====== GIVEN INFORMATION ======

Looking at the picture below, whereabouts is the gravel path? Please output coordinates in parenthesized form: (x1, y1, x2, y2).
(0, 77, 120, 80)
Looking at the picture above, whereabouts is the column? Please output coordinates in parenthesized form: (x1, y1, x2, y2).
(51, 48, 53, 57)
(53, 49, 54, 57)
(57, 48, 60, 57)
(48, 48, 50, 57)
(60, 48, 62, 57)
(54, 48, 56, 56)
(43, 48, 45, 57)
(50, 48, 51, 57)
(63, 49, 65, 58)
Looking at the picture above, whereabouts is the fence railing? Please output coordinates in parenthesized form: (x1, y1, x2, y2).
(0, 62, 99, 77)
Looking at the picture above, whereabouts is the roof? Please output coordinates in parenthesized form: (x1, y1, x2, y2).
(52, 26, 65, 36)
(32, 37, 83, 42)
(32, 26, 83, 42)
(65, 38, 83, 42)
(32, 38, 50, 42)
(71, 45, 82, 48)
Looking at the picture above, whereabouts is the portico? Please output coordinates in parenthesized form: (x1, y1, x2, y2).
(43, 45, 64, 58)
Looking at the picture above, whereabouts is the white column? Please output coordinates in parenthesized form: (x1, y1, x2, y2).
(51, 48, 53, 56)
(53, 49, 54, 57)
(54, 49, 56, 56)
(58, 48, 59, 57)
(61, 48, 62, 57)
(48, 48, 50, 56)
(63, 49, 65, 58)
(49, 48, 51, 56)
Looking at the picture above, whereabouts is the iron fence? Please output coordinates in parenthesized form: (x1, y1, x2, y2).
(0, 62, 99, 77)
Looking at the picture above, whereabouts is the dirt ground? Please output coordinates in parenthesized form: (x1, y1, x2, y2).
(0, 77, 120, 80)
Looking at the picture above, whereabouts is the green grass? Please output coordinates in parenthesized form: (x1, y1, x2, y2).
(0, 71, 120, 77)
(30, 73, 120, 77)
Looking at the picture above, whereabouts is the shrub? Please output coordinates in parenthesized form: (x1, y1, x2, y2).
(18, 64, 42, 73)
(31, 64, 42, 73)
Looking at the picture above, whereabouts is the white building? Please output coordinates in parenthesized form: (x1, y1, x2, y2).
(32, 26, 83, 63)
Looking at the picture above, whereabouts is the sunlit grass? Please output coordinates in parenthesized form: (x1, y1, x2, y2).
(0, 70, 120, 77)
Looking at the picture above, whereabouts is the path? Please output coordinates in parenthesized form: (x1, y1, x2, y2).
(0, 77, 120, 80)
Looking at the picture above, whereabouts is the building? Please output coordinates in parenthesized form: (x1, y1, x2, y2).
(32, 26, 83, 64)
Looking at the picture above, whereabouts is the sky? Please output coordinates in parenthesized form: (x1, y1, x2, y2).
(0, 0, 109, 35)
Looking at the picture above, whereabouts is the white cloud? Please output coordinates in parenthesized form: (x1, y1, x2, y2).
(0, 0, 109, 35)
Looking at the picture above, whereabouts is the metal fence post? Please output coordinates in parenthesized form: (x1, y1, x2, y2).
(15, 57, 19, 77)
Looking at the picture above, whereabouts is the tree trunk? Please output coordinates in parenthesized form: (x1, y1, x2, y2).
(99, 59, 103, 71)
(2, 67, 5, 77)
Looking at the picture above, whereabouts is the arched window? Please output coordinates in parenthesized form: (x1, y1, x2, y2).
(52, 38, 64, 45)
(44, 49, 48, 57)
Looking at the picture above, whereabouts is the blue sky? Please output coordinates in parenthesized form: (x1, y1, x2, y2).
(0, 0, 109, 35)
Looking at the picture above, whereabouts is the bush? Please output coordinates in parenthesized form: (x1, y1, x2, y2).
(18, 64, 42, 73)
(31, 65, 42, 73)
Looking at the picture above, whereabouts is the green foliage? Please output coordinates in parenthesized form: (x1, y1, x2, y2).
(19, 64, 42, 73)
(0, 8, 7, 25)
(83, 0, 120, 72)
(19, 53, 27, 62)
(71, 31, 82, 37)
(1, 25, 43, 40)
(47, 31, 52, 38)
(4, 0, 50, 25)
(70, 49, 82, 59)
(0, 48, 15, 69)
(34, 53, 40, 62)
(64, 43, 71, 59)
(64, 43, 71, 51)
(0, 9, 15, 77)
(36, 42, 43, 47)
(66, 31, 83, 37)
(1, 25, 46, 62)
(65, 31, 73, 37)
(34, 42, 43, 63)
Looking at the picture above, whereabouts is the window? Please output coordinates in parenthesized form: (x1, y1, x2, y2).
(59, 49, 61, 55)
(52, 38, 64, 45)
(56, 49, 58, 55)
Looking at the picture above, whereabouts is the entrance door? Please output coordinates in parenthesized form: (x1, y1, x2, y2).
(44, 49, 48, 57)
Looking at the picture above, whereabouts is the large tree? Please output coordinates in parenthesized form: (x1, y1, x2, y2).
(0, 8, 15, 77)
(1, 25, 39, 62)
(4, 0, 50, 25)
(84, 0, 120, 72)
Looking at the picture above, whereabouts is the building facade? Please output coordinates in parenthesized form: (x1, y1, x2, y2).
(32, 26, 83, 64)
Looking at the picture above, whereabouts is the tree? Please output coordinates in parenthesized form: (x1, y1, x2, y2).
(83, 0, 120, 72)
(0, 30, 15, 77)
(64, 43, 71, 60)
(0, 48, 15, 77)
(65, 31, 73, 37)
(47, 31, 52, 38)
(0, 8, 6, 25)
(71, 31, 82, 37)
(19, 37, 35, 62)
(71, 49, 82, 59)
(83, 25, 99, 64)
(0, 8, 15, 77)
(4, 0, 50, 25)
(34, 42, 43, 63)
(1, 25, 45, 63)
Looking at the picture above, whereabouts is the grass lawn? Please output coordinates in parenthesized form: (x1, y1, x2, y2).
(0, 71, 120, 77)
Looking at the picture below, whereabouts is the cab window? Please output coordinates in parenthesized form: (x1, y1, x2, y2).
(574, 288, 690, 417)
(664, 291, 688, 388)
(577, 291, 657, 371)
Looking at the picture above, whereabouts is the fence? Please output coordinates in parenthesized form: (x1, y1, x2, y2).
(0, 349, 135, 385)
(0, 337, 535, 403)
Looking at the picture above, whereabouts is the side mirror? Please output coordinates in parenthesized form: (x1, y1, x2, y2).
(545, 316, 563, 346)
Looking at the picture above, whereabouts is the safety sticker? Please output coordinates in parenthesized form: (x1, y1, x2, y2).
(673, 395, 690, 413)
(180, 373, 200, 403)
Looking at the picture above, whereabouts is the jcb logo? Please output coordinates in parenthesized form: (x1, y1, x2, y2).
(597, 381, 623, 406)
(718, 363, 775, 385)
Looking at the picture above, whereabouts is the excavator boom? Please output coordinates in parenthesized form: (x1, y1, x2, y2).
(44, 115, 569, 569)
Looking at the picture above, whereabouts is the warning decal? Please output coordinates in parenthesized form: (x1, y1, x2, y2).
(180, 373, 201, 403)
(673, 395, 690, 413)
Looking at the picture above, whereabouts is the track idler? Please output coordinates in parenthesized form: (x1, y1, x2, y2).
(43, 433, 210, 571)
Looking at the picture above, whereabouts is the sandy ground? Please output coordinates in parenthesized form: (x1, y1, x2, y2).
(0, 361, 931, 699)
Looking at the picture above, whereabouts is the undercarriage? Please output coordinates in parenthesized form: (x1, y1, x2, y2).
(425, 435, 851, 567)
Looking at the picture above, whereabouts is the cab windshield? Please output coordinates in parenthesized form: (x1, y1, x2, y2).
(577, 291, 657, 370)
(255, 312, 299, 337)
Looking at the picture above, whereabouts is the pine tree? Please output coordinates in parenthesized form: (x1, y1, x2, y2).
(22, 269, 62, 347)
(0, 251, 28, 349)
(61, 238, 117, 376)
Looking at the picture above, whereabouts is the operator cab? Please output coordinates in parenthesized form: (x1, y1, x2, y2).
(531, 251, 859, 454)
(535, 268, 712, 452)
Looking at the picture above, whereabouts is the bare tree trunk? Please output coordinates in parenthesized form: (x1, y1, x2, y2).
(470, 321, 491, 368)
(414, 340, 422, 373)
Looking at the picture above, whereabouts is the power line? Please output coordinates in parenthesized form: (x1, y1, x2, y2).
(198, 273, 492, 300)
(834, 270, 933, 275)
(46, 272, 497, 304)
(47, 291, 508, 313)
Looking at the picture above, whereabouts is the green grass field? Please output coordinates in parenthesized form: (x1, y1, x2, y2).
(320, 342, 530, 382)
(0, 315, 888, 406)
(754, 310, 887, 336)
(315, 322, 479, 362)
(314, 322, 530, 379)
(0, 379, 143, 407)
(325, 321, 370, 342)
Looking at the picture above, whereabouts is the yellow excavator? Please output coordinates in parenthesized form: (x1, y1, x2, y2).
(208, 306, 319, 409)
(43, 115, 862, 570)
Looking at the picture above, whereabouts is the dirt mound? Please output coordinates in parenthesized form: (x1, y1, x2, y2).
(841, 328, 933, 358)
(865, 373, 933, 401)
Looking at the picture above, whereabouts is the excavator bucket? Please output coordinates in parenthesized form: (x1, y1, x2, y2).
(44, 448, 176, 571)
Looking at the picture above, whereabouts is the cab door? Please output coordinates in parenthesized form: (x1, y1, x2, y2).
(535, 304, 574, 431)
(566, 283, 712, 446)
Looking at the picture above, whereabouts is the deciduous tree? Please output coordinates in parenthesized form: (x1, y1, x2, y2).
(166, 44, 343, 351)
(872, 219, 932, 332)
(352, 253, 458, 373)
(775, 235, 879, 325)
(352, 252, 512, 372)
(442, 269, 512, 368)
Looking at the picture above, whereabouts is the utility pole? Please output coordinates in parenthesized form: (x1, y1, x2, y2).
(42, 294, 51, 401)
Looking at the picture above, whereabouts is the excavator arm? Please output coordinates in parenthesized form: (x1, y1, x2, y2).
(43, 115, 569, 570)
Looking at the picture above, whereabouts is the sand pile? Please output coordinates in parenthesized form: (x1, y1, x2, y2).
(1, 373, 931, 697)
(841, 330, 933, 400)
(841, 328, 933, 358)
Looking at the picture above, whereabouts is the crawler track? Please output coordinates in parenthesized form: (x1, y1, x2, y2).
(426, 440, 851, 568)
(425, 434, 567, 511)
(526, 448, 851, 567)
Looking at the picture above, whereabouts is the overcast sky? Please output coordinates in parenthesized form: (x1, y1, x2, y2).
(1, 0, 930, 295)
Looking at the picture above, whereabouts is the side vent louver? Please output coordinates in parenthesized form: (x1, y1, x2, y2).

======

YOUR INSTRUCTIONS –
Find the line that contains "Looking at the picture above, whereabouts is the crawler". Write out that line and every line after it through the end of the data, exactly, and nothing else.

TASK OUTPUT –
Looking at the picture above, whereabouts is the crawler track? Please output coordinates in parenthesized form: (x1, y1, x2, y2).
(426, 440, 851, 568)
(425, 434, 567, 511)
(526, 448, 851, 567)
Looking at the picture above, whereabouts is the overcast sky? Please output coordinates in parenthesized form: (x1, y1, x2, y2).
(1, 0, 930, 295)
Looking at the picture above, whereabouts is the side vent louver? Please output coordinates in parenthesized form: (x1, y1, x2, y2).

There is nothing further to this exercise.